■ **YOUR TASK**: Please format the records below as a JSON list of strings, with one string for each line and blank lines left out.
## begin
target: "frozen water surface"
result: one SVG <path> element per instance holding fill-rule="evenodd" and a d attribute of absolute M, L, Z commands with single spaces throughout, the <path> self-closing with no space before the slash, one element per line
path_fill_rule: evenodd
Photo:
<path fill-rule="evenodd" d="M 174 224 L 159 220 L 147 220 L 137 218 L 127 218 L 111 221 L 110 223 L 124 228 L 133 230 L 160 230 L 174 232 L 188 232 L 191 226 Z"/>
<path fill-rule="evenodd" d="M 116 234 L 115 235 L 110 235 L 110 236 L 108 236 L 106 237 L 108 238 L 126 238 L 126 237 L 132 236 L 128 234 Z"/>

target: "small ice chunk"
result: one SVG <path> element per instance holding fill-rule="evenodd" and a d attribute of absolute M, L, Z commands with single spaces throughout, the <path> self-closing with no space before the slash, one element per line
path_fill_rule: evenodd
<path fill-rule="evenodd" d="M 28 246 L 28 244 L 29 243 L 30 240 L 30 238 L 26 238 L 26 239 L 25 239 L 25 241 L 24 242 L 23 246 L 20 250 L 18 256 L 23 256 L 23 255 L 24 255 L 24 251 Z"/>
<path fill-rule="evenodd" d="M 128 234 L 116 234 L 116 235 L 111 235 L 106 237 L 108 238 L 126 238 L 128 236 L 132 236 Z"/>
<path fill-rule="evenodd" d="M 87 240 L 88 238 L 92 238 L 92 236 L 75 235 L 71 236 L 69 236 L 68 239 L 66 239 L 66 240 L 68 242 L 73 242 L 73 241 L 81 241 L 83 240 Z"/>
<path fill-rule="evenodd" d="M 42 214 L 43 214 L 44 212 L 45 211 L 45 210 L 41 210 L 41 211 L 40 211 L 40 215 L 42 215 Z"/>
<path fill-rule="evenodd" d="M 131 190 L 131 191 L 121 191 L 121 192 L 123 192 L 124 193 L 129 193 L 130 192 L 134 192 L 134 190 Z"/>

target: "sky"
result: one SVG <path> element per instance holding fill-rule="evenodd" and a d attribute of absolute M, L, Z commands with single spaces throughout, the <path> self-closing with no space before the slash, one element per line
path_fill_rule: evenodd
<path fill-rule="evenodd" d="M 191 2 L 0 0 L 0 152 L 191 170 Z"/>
## end
■ **SOLVED EXERCISE**:
[
  "target: \"frozen water surface\"",
  "result: one SVG <path> element per instance holding fill-rule=\"evenodd\" and a d attribute of absolute M, L, Z commands with single spaces throughout, the <path> self-closing with no space before the slash, one element per line",
  "path_fill_rule: evenodd",
  "Photo:",
  "<path fill-rule=\"evenodd\" d=\"M 174 224 L 159 220 L 147 220 L 137 218 L 127 218 L 111 221 L 110 223 L 124 228 L 133 230 L 160 230 L 174 232 L 188 232 L 191 226 Z\"/>",
  "<path fill-rule=\"evenodd\" d=\"M 116 234 L 115 235 L 110 235 L 110 236 L 108 236 L 106 237 L 108 238 L 126 238 L 126 237 L 132 236 L 128 234 Z\"/>",
  "target: \"small ice chunk\"",
  "result: one SVG <path> element per instance holding fill-rule=\"evenodd\" and a d attribute of absolute M, L, Z commands with single spaces throughout, the <path> self-closing with no space before the slash, one element per line",
  "path_fill_rule: evenodd",
  "<path fill-rule=\"evenodd\" d=\"M 28 246 L 28 244 L 29 243 L 30 240 L 30 238 L 26 238 L 26 239 L 25 239 L 25 241 L 24 242 L 23 246 L 20 250 L 18 256 L 23 256 L 23 255 L 24 255 L 24 251 Z\"/>",
  "<path fill-rule=\"evenodd\" d=\"M 128 234 L 116 234 L 116 235 L 111 235 L 106 237 L 108 238 L 126 238 L 128 236 L 132 236 Z\"/>",
  "<path fill-rule=\"evenodd\" d=\"M 87 240 L 88 238 L 92 238 L 92 236 L 75 235 L 71 236 L 69 236 L 68 239 L 66 239 L 66 240 L 68 242 L 73 242 L 73 241 L 81 241 L 83 240 Z\"/>",
  "<path fill-rule=\"evenodd\" d=\"M 42 214 L 43 214 L 44 212 L 45 211 L 45 210 L 41 210 L 41 211 L 40 211 L 40 215 L 42 215 Z\"/>",
  "<path fill-rule=\"evenodd\" d=\"M 131 190 L 131 191 L 121 191 L 121 192 L 123 192 L 124 193 L 129 193 L 130 192 L 134 192 L 134 190 Z\"/>",
  "target: \"sky\"",
  "result: one SVG <path> element per instance holding fill-rule=\"evenodd\" and a d attribute of absolute M, L, Z commands with single spaces throughout, the <path> self-closing with no space before the slash, one element per line",
  "path_fill_rule: evenodd",
  "<path fill-rule=\"evenodd\" d=\"M 191 2 L 0 0 L 0 152 L 191 170 Z\"/>"
]